▶ **Complete the following**
**A)** From the passage on β-Ag₂MoO₄ electrode measurements, list every scan rate at which a specific capacity is reported, each paired with its capacity value.
**B)** Pick up the passage on β-Ag₂MoO₄ electrode measurements after its final sentence and continue it.

▶ **Document extract**
::::
Fig. 4 Electrochemical measurements of β-Ag₂MoO₄: (a) redox mechanism, (b) CV curves, (c) Q_Tversus ν^−1/2, (d) illustration of diffusion/surface charges contribution to total charges stored at various scan rates, (e) GCD curves and (f) capacity versus current.

During the anodic current (i.e., forward scan) at threshold potential, the β-Ag₂MoO₄ electrode is oxidized by ejecting the electron, leaving the material with unbalancing charges, corresponding to the anodic peak (Ag⁰ → Ag²⁺) at a potential ranging from 150 to 210 mV for all scan rates. To maintain charge neutrality, OH⁻ ions are diffused from the bulk electrolyte solution into the matrix of β-Ag₂MoO₄ electrodes. The process is reversed (i.e., the reduction process) during the cathodic current (i.e., reverse scan), and the cathodic peak (Ag²⁺ → Ag⁰) is seen at around −20 mV for all scan rates. The observation indicates that the β-Ag₂MoO₄ nano-potatoes electrodes are likely to be battery-type electrodes.⁴⁶ Further, a larger area under the CV curve with the increasing scan rate indicates that the electrodes of silver molybdate exhibit a high rate capability of electron discharge. The specific capacity of the potato-like β-Ag₂MoO₄ electrodes was estimated using the area under the CV curve (eqn (7)) and is 898, 563, 454, 356, 299, 268 and 248 C g⁻¹ at a scan rate of 2, 5, 10, 25, 50, 75 and 100 mV s⁻¹ respectively. Thus, 27.6% capacity is retained even at a high scan rate of 100 mV s⁻¹. This could be attributed to the low interaction of electrolyte ions with the electrochemically active sites of the β-Ag₂MoO₄ electrodes.

Furthermore, the electrochemical kinetics of β-Ag₂MoO₄ electrodes is examined using Dunn's method.⁴⁸ This method aids in distinguishing the different controlled process which is involved during charge storage performance: surface controlled (capacitive contribution; Q_S ∝ ν) and diffusion controlled (Q_D ∝ ν^−1/2) process. Therefore, the total quantity of charges (Q_T) stored in the electrochemical performance is given by:

Q_T = Q_S + Q_D (4)

Then, Q_s can be estimated by plotting a graph between Q_T and the inverse square root of scan rates (a linear plot; Fig. 4c). Herein, the Q_S is yielded by extrapolating the linear plot and the intercept on the y-axis and is 142 C g⁻¹. Thus, the diffusion-controlled charges (Q_D) are estimated by subtracting the surface-controlled charges. Fig. 4d illustrates the contribution of diffusion and surface charges to the total charge stored in the electrode. From this analysis, it is evident that the contribution of diffusion controlled process is pretty good at lower scan rates resulting in a higher specific capacity.
::::
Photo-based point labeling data
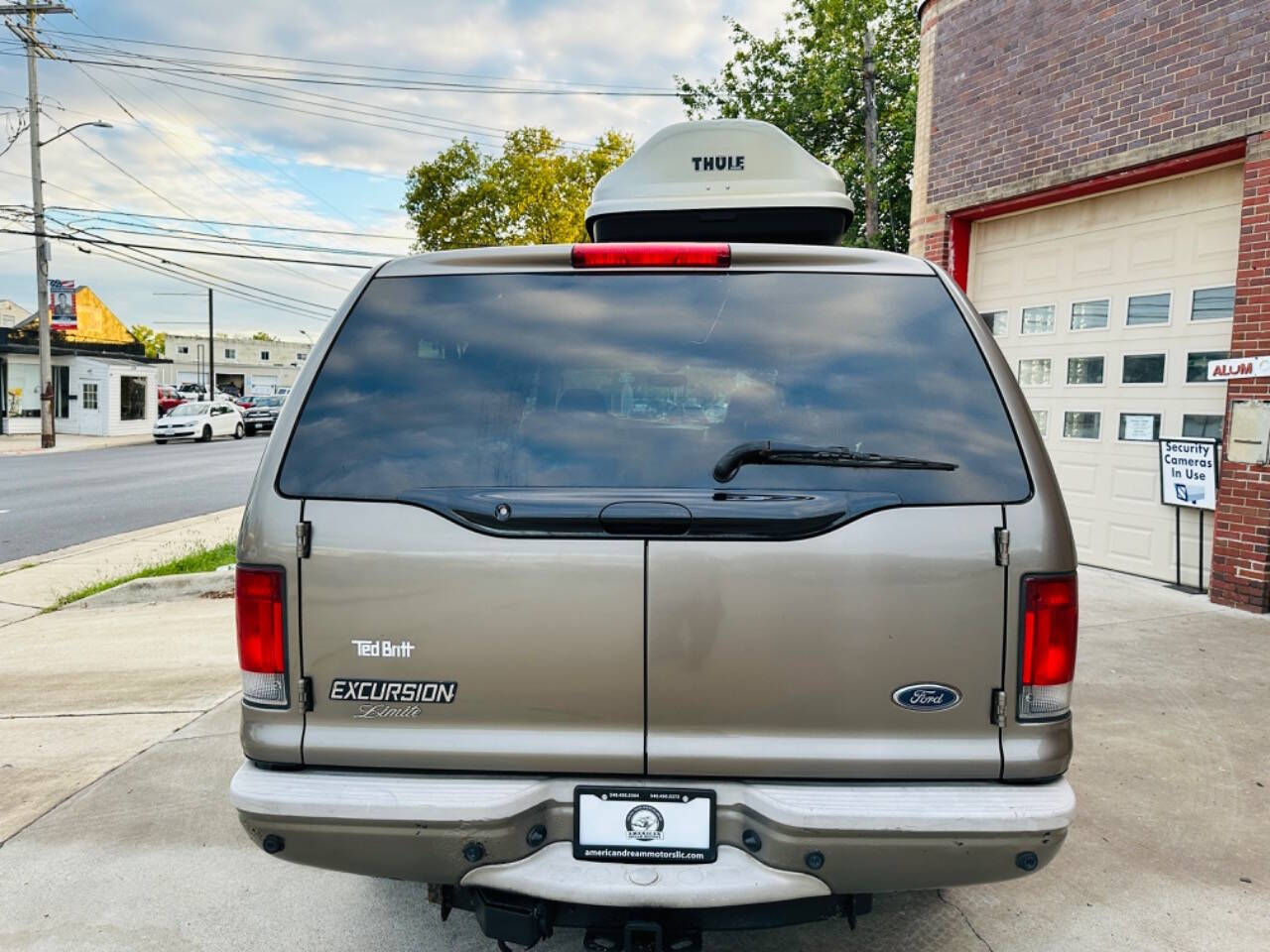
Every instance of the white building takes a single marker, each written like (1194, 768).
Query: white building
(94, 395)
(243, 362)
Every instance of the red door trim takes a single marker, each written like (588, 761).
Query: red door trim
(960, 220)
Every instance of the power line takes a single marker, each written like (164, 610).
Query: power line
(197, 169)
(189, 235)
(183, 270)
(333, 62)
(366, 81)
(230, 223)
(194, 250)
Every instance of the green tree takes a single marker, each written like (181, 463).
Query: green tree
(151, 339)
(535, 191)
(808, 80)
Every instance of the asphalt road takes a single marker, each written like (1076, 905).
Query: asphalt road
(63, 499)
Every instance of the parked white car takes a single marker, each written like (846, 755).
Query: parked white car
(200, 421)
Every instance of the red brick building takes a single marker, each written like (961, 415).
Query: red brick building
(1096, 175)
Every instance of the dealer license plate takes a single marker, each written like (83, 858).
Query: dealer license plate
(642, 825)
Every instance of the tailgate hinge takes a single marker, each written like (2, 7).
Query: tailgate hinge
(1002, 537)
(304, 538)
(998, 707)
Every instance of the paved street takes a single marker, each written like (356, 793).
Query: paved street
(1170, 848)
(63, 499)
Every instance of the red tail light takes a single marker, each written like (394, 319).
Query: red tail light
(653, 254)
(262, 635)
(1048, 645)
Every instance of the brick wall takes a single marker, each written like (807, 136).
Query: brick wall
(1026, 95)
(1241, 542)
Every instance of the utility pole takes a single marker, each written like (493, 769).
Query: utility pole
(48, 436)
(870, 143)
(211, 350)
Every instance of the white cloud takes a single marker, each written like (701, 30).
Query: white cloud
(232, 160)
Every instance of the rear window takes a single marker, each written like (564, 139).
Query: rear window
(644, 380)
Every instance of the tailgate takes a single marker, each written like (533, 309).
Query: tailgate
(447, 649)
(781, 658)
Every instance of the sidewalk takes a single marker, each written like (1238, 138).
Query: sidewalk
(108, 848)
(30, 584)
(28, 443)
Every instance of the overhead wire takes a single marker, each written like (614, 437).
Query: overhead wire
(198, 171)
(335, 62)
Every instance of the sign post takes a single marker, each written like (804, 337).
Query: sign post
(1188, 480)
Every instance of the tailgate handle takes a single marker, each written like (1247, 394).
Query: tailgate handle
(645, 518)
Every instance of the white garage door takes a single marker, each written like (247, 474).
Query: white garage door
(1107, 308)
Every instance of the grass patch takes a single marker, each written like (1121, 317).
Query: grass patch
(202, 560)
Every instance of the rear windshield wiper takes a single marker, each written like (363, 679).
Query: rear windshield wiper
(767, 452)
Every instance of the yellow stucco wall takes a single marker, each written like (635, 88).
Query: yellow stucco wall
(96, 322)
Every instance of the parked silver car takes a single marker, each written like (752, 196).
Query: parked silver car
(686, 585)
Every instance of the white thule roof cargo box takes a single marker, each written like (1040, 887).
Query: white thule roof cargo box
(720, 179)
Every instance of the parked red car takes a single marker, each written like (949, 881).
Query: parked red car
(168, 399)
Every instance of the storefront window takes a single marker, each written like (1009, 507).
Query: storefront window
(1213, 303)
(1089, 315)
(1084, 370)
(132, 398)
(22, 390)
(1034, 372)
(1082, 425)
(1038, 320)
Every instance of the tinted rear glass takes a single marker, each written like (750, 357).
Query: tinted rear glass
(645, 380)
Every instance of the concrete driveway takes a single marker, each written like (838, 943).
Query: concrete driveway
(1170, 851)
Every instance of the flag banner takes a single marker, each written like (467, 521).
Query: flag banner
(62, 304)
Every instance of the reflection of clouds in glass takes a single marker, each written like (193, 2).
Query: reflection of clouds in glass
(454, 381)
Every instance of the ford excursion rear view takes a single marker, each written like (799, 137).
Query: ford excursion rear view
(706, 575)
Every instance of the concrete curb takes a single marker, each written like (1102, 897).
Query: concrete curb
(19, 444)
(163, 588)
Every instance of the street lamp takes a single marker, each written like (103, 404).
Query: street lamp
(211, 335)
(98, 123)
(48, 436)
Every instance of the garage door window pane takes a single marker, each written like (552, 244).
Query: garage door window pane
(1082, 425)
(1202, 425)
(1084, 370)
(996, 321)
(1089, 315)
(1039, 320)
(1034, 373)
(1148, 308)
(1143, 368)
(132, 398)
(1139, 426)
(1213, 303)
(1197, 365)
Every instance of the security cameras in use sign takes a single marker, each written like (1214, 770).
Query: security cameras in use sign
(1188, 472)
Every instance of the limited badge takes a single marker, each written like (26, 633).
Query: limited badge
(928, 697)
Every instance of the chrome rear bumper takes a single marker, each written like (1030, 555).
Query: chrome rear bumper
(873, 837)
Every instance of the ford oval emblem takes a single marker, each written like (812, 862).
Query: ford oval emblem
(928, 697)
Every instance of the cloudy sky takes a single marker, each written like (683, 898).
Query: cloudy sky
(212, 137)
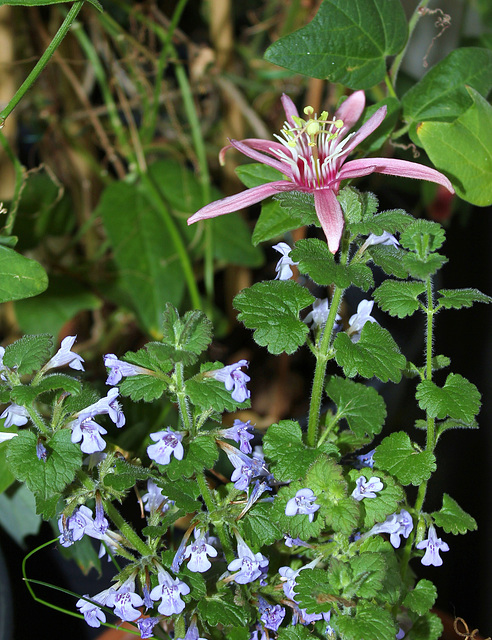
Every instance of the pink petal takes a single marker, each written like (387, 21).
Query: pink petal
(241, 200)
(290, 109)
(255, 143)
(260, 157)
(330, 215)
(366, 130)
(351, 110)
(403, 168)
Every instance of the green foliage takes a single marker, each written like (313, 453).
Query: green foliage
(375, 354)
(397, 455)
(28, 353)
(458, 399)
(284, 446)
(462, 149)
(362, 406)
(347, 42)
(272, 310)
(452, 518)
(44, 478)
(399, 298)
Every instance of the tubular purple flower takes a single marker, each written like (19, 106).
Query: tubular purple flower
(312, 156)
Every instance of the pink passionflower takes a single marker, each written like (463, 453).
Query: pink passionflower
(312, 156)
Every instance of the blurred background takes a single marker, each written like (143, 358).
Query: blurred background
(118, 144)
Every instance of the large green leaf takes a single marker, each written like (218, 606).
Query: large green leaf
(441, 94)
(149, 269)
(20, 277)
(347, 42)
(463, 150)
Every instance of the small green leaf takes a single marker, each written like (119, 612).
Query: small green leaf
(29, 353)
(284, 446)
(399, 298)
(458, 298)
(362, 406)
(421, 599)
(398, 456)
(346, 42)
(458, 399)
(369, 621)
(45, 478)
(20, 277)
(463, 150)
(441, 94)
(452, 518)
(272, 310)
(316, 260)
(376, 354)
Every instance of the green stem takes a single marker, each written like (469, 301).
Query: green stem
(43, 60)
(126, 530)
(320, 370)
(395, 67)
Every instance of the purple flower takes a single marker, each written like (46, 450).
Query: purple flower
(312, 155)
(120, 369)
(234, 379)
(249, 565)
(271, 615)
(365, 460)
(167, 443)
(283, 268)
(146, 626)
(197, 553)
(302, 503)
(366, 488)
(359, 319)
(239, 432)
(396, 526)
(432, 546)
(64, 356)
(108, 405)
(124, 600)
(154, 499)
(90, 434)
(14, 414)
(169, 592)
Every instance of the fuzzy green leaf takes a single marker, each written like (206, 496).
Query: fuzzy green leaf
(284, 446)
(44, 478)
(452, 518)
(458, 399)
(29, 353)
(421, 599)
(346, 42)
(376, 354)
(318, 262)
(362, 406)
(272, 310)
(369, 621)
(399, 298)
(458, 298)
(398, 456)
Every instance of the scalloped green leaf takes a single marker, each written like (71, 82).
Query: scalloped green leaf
::::
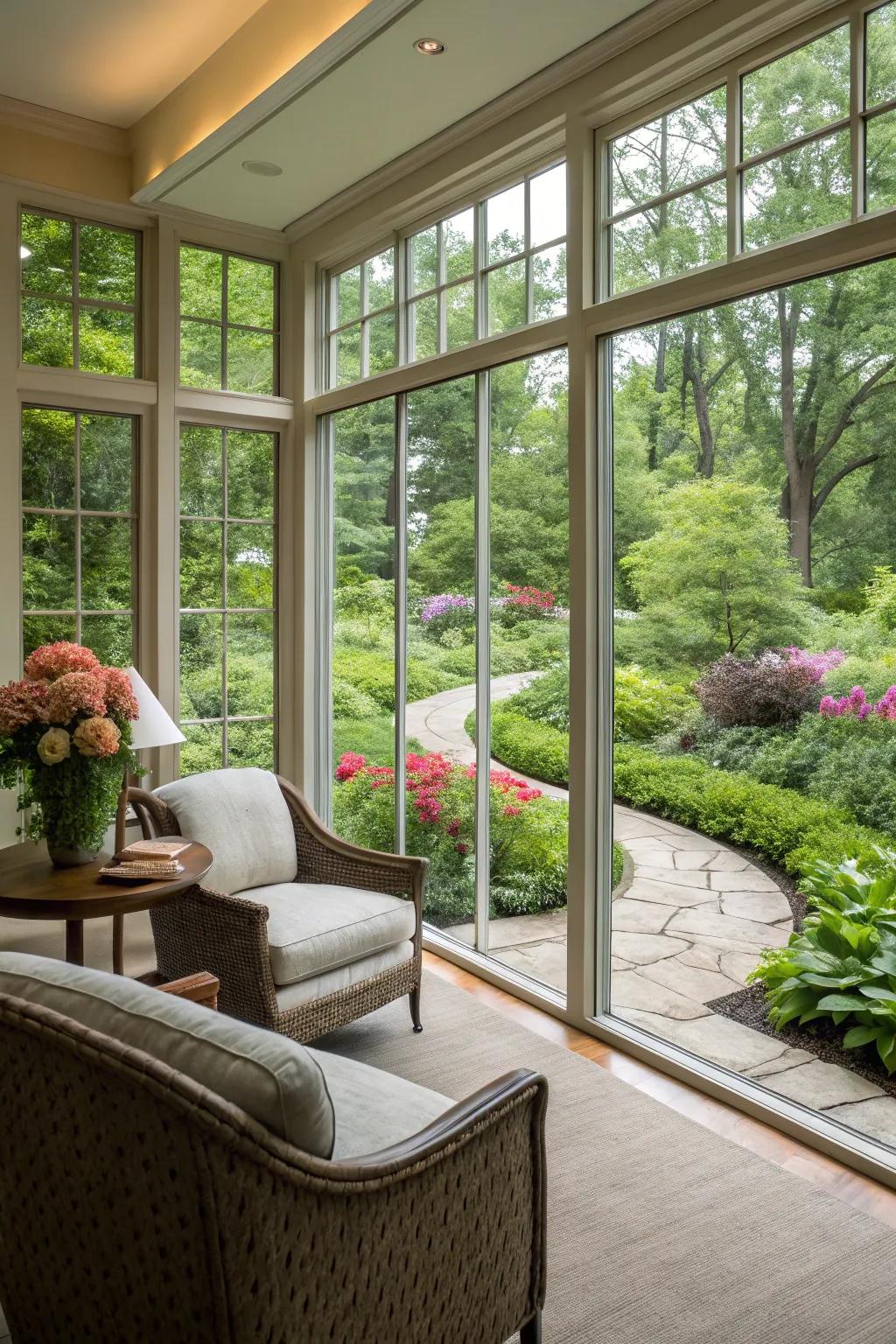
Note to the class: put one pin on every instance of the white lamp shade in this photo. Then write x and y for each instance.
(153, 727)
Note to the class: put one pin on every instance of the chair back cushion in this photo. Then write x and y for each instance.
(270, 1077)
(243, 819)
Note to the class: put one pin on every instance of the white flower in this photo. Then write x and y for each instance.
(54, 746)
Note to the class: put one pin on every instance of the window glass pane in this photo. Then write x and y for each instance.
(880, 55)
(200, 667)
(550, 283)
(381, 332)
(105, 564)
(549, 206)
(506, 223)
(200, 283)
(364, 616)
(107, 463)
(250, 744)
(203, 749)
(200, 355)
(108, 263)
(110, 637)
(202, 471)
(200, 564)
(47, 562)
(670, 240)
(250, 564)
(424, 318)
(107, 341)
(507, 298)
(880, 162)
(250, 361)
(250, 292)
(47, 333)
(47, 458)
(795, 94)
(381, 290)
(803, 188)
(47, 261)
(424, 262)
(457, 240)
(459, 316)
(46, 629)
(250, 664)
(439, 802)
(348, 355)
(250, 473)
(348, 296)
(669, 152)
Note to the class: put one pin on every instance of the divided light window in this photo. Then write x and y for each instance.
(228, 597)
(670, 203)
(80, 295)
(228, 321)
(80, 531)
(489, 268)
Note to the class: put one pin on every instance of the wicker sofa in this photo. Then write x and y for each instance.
::::
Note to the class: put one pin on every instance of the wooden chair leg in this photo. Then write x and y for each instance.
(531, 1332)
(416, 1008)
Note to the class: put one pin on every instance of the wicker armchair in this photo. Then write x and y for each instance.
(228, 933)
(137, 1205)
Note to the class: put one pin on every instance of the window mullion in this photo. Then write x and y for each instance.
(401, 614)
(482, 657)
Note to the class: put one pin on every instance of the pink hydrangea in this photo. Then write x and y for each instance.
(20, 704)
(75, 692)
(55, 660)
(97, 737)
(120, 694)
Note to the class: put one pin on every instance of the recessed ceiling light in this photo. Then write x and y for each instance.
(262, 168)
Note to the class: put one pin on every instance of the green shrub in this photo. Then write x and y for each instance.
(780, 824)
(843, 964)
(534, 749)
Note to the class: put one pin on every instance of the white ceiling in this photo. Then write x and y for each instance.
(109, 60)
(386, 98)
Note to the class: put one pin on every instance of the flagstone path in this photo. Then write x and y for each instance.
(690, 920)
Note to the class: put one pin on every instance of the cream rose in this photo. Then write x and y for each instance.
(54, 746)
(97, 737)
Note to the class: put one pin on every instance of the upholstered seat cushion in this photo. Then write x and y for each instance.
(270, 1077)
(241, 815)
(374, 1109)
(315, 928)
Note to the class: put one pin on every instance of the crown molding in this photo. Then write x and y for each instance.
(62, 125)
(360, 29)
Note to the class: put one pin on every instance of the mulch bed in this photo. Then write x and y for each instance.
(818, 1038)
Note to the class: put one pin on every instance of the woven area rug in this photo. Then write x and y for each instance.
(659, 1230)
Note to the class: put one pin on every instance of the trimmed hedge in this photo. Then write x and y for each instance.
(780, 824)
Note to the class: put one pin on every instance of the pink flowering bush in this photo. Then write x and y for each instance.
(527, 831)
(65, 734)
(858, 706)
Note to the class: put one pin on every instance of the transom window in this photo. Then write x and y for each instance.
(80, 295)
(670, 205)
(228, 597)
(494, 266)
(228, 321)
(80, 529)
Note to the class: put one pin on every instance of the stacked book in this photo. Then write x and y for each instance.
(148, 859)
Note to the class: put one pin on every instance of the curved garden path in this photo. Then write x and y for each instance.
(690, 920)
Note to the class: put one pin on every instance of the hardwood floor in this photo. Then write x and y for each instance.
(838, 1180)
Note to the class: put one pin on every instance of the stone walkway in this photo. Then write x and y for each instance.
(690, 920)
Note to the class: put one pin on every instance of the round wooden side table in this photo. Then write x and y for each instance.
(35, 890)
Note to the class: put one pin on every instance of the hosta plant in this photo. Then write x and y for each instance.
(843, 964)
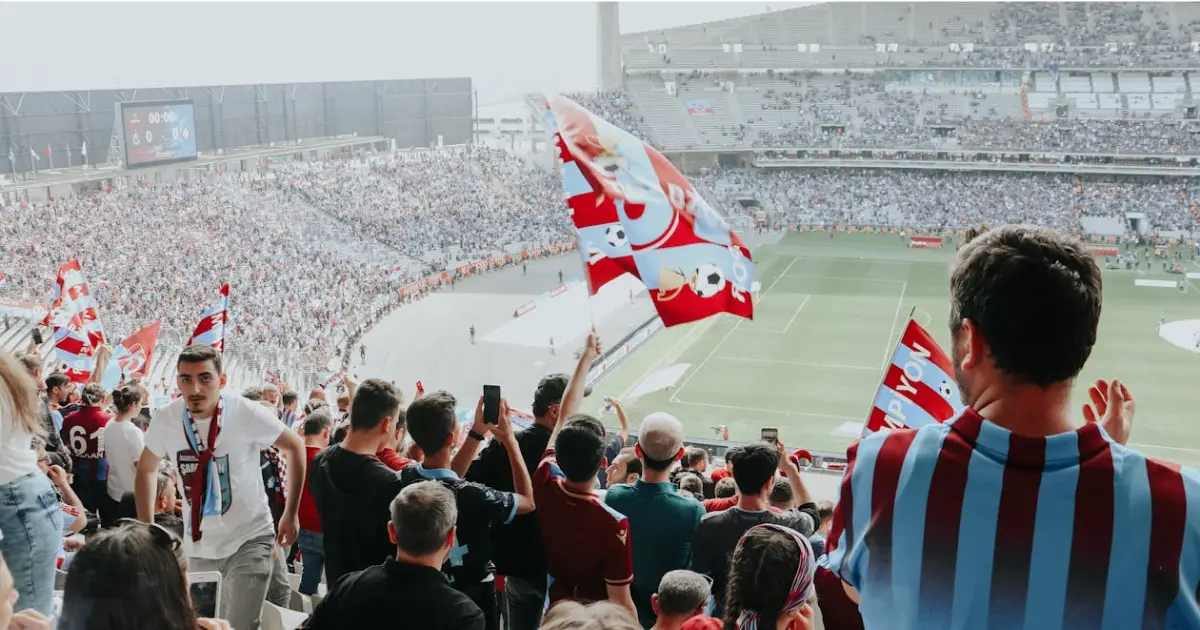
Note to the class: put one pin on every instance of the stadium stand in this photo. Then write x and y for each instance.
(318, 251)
::::
▶ **The results**
**A)**
2 mV s⁻¹: 898 C g⁻¹
5 mV s⁻¹: 563 C g⁻¹
10 mV s⁻¹: 454 C g⁻¹
25 mV s⁻¹: 356 C g⁻¹
50 mV s⁻¹: 299 C g⁻¹
75 mV s⁻¹: 268 C g⁻¹
100 mV s⁻¹: 248 C g⁻¹

**B)**
The charging and discharging characteristics of the potato-like β-Ag₂MoO₄ electrodes were examined with the galvanostatic charge–discharge test. The measurements were done at various specific currents within the potential range from −0.45 to 0.35 V. Fig. 4e depicts the non-linear charging/discharging GCD curves, evidencing that energy storage is primarily connected to the electrochemical redox process. Also, a sudden kink in discharge curves is attributed to the quasi-conversion reaction (i.e., oxidation of unconverted Ag⁰), consistent with the findings obtained in the CV analysis.^49,50 Recently, a similar charge–discharge pattern for Ag/NiO nanoparticles based on the quasi-conversion reaction has been reported elsewhere.⁵¹ Moreover, the specific capacities (Coulombic efficiency) of 2610 (50.2%), 1800 (52.7%), 1296 (55.1%), 834 (57.2%) and 478 (69.1%) C g⁻¹ are estimated (using eqn (8)) at a specific current of 1, 2, 3, 4 and 5 A g⁻¹, respectively. These specific capacities are mainly ascribed to the unique nanosized potatoes-like structure of silver molybdate. The specific capacity is reduced at the highest tested rate of 5 A g⁻¹ (Fig. 2d). As the specific current increases, the electrolyte ions have less time to migrate into the matrix of silver molybdate electrodes, resulting in less dumping of charges and hence a decrease in capacity.

Furthermore, the IR drop is very small for all specific currents. For example, the GCD curve studied at 2 A g⁻¹ is shown in Fig. S1a (ESI†). It displays a very small amount of IR drop,⁵² as seen in the enlarged graph in Fig. S1b (ESI†). The appearance of a sudden potential drop may be due to the effect of a quasi-conversion reaction (oxidation of unoxidized species during discharging). This characteristic behaviour is the inherent electrochemical nature of metallic Ag (direct oxidation from 0 to 2+ states by ejecting 2 electrons).⁵¹

Furthermore, the capacity of the silver molybdate nano-potatoes is higher than the recently reported values for other metal molybdate nanostructures (Table 1). The outstanding charge storage performance of Ag₂MoO₄ electrodes can be credited to (1) the presence of multiple valances, which enhances the electrochemical performance via the faradaic mechanism, (2) the formation of thin nanosized potatoes that could provide high specific surface area, enhancing the degree of accessibility of electrolyte ions, and (3) the mesoporous surface texture that facilitates the large accommodation of ions during the redox reactions.

Table 1 Comparison of electrochemical characteristics of β-Ag₂MoO₄ with other reported metal molybdate-based nanocomposites in KOH aqueous electrolyte

S. no.	Electrode materials	Synthesis method	Morphology	Potential window (V)	Specific capacity (C g^−1@A g^−1)	Stability (%@cycles)	Ref.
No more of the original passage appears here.